-- start DATA IN THIS EXERCISE --
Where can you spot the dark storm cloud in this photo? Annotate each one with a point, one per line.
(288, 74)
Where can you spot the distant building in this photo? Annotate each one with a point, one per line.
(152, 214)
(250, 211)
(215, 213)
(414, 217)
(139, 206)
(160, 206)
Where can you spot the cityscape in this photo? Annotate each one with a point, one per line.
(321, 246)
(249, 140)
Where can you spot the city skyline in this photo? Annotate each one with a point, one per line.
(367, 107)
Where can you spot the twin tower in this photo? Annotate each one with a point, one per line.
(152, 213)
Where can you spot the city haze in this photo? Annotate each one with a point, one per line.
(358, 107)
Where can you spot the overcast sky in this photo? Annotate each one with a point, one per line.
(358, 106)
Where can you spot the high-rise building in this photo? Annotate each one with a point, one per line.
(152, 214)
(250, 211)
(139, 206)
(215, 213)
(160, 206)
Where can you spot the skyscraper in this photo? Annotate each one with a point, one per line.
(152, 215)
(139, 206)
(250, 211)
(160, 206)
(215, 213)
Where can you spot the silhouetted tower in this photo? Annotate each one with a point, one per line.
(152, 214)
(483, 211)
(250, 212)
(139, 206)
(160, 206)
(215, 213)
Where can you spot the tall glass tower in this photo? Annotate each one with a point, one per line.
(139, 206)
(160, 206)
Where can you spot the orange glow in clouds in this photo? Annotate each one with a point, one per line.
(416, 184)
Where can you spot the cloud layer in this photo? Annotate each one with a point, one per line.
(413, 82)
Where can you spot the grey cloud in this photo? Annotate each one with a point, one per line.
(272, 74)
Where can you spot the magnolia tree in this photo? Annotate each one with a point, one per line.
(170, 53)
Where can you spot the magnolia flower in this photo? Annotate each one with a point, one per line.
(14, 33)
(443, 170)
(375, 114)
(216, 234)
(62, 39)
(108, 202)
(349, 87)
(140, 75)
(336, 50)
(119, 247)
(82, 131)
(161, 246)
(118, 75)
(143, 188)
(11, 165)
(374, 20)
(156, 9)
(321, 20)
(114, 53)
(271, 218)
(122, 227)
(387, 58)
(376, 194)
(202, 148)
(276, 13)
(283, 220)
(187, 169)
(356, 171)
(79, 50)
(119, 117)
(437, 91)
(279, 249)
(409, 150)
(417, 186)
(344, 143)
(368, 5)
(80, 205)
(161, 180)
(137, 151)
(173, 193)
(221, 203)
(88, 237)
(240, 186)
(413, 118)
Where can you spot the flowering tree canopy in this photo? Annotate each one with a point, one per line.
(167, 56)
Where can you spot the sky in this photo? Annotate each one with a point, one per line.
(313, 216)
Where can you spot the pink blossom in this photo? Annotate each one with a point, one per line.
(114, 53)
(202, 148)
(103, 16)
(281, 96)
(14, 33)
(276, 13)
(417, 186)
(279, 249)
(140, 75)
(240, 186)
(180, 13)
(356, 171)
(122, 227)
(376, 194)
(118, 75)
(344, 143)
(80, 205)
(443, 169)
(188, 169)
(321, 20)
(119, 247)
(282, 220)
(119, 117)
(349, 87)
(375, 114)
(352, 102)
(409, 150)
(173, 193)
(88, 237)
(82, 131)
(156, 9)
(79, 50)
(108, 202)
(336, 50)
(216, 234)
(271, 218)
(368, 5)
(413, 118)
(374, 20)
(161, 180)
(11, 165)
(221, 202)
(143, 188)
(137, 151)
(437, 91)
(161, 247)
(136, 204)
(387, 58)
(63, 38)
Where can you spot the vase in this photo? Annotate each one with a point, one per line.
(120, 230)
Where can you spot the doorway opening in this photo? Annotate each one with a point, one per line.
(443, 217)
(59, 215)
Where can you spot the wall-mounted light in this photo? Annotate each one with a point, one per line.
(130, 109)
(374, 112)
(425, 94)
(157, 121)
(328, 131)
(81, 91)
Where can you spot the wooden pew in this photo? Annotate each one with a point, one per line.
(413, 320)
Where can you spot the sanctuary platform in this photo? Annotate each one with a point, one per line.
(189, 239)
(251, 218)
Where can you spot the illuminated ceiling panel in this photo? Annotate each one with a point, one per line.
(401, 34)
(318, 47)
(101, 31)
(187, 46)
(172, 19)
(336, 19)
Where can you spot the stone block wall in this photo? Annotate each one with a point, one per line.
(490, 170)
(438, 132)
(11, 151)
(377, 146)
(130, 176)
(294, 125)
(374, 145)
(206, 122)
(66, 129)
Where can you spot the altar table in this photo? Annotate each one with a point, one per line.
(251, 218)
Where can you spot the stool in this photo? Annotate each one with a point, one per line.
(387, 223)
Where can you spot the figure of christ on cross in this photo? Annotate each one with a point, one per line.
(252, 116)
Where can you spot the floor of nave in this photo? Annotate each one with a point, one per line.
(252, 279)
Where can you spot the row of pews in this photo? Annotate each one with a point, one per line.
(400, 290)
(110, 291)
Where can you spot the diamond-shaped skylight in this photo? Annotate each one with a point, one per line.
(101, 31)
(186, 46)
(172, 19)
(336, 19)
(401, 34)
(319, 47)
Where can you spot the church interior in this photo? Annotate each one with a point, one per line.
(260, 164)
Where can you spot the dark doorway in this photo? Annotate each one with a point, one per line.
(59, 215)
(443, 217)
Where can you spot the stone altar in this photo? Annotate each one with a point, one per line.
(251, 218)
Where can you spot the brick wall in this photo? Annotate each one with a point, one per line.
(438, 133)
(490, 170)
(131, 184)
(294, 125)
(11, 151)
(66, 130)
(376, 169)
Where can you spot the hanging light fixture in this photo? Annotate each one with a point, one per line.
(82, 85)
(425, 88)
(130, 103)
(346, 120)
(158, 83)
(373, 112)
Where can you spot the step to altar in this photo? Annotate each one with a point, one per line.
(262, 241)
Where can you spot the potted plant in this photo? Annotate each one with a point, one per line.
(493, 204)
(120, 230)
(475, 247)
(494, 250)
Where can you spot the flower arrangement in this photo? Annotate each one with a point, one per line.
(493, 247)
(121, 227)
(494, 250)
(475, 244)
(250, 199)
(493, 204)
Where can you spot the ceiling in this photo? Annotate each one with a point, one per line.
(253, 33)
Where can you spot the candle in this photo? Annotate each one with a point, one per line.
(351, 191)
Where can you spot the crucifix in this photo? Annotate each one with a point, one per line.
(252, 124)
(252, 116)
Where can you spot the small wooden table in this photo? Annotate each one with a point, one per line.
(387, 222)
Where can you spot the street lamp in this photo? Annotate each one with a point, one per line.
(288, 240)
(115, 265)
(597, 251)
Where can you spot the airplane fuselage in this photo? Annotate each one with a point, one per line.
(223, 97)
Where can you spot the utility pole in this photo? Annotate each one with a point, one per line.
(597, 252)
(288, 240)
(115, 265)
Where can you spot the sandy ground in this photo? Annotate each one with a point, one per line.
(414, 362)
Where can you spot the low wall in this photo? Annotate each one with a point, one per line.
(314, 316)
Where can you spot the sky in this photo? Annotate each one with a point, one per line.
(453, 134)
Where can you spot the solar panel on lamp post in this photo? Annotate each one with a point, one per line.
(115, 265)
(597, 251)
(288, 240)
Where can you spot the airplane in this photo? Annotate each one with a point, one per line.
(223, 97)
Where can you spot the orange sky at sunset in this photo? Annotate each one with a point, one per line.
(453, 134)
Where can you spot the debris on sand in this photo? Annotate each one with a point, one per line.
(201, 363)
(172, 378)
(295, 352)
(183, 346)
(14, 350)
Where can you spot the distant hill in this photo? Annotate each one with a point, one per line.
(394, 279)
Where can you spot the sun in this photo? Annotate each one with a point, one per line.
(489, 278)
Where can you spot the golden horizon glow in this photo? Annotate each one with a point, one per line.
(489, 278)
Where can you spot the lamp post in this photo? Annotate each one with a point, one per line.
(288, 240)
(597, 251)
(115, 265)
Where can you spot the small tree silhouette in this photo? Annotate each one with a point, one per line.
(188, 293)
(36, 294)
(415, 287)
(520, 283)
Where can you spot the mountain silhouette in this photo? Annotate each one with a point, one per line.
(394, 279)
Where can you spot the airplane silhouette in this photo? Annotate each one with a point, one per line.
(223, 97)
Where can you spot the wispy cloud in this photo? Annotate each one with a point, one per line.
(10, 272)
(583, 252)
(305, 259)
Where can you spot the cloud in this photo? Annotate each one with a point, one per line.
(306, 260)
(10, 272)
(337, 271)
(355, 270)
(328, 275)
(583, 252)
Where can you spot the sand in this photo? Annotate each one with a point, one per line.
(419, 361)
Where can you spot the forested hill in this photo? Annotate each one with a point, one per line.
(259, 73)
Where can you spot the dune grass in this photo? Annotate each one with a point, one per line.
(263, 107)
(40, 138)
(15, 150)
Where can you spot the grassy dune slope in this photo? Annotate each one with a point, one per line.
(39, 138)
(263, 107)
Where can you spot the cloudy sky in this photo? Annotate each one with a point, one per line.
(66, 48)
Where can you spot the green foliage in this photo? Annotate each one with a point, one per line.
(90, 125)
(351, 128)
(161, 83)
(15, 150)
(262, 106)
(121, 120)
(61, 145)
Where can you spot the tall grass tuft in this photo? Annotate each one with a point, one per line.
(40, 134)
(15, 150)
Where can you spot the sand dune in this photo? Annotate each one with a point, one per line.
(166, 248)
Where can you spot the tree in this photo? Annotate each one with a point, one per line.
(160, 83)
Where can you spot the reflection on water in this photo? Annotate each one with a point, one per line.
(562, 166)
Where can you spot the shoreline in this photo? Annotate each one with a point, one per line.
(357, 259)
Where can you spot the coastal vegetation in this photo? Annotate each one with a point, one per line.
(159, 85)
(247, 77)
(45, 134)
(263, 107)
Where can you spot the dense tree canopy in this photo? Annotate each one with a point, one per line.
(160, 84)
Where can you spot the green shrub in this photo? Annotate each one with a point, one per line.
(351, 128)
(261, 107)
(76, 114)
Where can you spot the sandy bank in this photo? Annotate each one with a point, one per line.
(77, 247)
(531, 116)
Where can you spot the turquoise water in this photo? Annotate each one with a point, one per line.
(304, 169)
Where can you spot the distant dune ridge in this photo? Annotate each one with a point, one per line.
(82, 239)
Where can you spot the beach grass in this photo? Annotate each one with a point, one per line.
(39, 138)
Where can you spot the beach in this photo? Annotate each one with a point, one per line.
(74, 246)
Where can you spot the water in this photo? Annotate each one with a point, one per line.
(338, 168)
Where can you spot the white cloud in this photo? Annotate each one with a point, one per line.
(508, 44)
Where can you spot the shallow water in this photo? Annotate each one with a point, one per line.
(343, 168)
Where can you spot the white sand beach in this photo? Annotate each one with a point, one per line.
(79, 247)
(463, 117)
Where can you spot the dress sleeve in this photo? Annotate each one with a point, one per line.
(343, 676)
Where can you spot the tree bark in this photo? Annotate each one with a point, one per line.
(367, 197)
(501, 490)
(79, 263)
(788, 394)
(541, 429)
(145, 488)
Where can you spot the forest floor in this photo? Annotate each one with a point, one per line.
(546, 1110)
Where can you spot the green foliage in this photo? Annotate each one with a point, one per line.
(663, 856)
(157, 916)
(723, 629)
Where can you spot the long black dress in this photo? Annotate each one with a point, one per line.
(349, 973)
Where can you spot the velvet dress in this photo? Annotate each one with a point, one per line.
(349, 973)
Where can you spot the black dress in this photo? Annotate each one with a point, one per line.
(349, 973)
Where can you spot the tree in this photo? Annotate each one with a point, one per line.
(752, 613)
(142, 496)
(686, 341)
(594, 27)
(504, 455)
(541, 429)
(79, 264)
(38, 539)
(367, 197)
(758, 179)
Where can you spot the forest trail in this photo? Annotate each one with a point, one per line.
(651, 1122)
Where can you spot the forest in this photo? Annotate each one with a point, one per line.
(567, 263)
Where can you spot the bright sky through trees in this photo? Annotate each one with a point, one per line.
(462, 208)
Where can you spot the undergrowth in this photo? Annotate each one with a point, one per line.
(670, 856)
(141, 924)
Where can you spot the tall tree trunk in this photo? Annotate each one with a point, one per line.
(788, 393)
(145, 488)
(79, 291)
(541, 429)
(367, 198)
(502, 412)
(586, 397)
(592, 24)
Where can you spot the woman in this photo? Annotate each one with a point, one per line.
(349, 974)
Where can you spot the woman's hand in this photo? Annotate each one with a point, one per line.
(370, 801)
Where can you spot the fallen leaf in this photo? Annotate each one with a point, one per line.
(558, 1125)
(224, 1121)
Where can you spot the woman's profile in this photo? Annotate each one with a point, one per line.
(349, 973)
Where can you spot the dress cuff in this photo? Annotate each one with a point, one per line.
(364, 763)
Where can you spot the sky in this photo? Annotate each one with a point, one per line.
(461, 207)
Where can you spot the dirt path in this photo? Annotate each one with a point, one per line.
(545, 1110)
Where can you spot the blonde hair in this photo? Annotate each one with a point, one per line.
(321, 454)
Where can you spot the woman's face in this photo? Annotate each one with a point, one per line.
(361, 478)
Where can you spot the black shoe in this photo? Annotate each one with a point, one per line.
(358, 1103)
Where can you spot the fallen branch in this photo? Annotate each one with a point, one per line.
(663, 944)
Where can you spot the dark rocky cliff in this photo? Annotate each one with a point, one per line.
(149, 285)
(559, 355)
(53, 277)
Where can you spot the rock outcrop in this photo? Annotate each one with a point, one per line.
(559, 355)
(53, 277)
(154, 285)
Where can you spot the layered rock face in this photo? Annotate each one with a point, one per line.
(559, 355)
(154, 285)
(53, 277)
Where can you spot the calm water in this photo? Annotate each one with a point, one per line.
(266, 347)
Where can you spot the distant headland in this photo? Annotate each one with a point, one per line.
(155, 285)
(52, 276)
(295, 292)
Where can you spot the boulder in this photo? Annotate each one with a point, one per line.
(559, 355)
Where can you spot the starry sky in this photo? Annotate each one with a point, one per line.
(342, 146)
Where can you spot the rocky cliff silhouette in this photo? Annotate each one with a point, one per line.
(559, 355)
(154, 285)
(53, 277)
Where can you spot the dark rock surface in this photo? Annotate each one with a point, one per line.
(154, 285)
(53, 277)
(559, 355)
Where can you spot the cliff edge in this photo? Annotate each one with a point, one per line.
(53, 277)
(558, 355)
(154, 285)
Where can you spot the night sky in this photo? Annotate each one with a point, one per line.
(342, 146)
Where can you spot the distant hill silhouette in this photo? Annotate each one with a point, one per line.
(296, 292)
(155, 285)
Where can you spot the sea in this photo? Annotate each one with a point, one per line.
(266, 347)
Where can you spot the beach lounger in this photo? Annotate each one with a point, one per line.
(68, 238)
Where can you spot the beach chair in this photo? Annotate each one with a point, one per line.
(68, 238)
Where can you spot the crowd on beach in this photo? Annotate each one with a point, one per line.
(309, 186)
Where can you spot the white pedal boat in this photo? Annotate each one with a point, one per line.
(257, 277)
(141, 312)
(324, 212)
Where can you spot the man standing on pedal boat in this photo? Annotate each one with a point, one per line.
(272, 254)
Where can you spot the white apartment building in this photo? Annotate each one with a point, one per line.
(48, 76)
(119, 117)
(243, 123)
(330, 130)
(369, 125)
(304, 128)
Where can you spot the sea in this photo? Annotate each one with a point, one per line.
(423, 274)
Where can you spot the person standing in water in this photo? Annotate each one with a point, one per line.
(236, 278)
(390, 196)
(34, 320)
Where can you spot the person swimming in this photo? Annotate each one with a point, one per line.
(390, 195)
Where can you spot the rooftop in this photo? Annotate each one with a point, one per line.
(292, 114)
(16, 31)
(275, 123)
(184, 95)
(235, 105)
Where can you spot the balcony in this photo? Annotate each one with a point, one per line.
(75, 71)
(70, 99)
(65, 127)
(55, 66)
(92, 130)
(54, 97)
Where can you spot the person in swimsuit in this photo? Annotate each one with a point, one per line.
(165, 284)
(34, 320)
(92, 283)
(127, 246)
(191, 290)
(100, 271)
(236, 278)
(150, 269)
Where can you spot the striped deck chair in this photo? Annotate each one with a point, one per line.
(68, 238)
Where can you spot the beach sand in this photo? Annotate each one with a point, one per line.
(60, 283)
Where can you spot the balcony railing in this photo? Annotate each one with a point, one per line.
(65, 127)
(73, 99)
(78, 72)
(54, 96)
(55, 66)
-- end DATA IN THIS EXERCISE --
Rewrite the rows from the line containing "Where can you spot the person standing" through the last row, replacing "deck chair" with "lounge chair" and keeping everything else unchanged.

Where can you spot the person standing in water in this photo? Annotate each one with a point, one per line.
(236, 278)
(390, 196)
(34, 320)
Where can you spot the person swimming in this photo? Annotate each one with a point, one per line.
(390, 195)
Where can you spot the rooftop in this photo? Annotate each one with a point, one per line.
(292, 114)
(16, 31)
(275, 123)
(184, 95)
(235, 105)
Where can you spot the balcony in this photo? Annotate each one with a point, one per line.
(75, 71)
(70, 99)
(65, 127)
(55, 66)
(92, 130)
(54, 97)
Where can you spot the person in swimsuit in this photo? Annotate each one with a point, one per line.
(165, 284)
(34, 320)
(92, 283)
(127, 246)
(191, 290)
(100, 271)
(236, 278)
(150, 269)
Where can you spot the striped lounge chair in this photo? Annotate each one with a point, one per line.
(68, 238)
Where can you spot the beach sand in this photo? Annotate each one with a point, one per line.
(60, 283)
Where can you spot the balcony railing in this photo? Annotate each one with a point, one per line.
(65, 127)
(73, 99)
(78, 72)
(54, 96)
(55, 66)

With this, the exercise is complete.